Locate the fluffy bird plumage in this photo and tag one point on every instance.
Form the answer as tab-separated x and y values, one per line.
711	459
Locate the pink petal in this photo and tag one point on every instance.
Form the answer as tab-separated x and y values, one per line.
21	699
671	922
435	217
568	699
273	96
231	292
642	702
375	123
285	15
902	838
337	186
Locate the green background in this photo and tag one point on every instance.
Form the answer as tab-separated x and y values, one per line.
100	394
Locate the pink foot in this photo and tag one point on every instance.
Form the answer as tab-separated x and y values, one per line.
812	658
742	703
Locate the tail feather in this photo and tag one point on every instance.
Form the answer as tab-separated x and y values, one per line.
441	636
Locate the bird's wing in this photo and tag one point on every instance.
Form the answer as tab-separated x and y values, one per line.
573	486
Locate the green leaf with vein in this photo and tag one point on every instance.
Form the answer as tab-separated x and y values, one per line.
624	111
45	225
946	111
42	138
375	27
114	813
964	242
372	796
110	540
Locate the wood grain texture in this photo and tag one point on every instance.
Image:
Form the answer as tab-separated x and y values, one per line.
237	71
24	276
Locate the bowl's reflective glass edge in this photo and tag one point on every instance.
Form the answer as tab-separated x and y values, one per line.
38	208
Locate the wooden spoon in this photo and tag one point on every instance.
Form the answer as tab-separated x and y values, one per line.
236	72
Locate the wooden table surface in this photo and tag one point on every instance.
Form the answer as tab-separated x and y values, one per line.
------------------------------------------------------------------------
What the task requires >>
Produce the whole listing again, exactly as it reads above.

Result for this task >>
Locate the fluffy bird plumage in this photo and tag one point on every instance.
Form the answer as tab-separated x and y values, one per line.
711	459
Locate the pink petal in this photo and tag one point on every instance.
Form the answer as tab-separated x and y values, one per line.
21	699
671	922
435	217
568	699
273	96
231	292
642	702
375	123
285	15
902	838
337	186
Locate the green background in this photo and tag one point on every instance.
Form the answer as tab-separated x and y values, one per line.
100	394
Locate the pink foot in this photo and tag one point on every instance.
Form the answer as tab-separated x and y values, one per line.
812	658
742	703
Locate the tail feather in this photo and tag one point on every instance.
Form the answer as tab-separated x and y values, one per line.
441	636
Locate the bird's wing in this photo and tag one point on every instance.
Form the answer as tab-separated x and y values, one per line.
573	486
Locate the green leaf with vein in this photo and tag one point on every instance.
Form the answer as tab-separated x and y values, one per line.
624	111
45	225
946	111
42	138
375	27
114	813
964	242
372	796
110	540
Locate the wood grain texture in this photo and tag one point on every instance.
Image:
Form the answer as tab-separated x and y values, one per line.
237	71
24	276
Locate the bowl's reflective glass edge in this photo and tag one point on every instance.
Form the answer as tab-separated x and y values, one per line.
38	208
Locate the wooden spoon in this photo and tag one point on every instance.
Form the answer as tab-separated x and y values, one per line.
236	72
Locate the wooden table surface in this photo and tag one point on every instance.
Form the answer as tab-separated x and y values, one per line.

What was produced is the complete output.